* Start Dataset records *

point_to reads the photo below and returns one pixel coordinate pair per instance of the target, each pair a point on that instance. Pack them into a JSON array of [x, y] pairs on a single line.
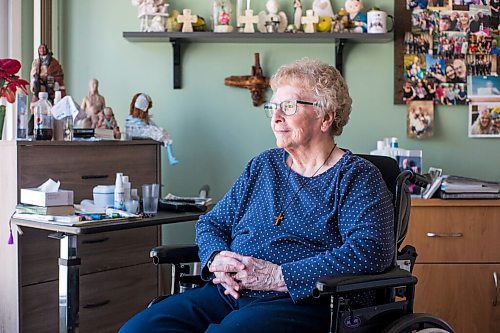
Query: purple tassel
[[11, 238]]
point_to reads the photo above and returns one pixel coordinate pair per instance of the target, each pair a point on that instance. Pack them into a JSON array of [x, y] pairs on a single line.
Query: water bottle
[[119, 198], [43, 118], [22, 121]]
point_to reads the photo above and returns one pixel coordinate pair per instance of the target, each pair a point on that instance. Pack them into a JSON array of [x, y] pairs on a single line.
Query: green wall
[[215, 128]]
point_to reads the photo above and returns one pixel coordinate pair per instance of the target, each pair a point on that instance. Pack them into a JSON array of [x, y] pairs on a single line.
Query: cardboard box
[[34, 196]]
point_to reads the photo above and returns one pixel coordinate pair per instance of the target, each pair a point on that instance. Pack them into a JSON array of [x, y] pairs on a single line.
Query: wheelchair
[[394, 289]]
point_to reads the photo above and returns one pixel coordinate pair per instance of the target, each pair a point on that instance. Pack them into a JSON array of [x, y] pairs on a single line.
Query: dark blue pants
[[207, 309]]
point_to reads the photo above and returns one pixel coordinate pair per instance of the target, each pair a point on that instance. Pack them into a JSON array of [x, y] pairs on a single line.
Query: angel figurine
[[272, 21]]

* End Dataset records *

What to produce: Reproduce all of the data above word for word, omitting the pictures.

Correct output:
point_to reads the photo below and returns one pixel coordinate pair per instance of the target, each pair a point on that instance. Pack them into a JSON array of [x, y] pairs on a single line.
Query: purple tassel
[[11, 238]]
point_to reads the photo above and returns one pixel coordinate pair per instance of the target, each pair a point on that instance. Pack them into a JSON array of [x, y] pairs on a single line.
Query: water bottle
[[119, 198], [43, 118], [22, 121]]
point_to reads the photo above and returns one pixel coordinate pair per instance of the target, each pair a point on that instance. Pack them into a JSON array of [x, y] pairs on a single line.
Query: green wall
[[215, 128]]
point_to reads the photo above and returns one pixel coordinate pair per instance of the target, each pair a point on that instance. Pack them into a JSON array of [x, y] pairs on a single line.
Query: cardboard box
[[34, 196]]
point_to reads the photo above and returns one pixel coordinate pair per instance of the target, each pair a point on that instance. Pack them into a JSON array of [x, y] pairs on a single line.
Query: wheelchair
[[394, 289]]
point_to reads the photo above and returns one pixel coordinate pair per instance of the target, each pair a point on that instance. Pack them into a JSON array of [x, y] pairs on a single line.
Query: dark blue pants
[[207, 309]]
point_to reads the photo above and returns one pixel coordinate pair per instance of the target, each pair a point on that instance. Pack them into a JSON array of [x, y] pairs on a single line.
Query: angel figurine
[[272, 21]]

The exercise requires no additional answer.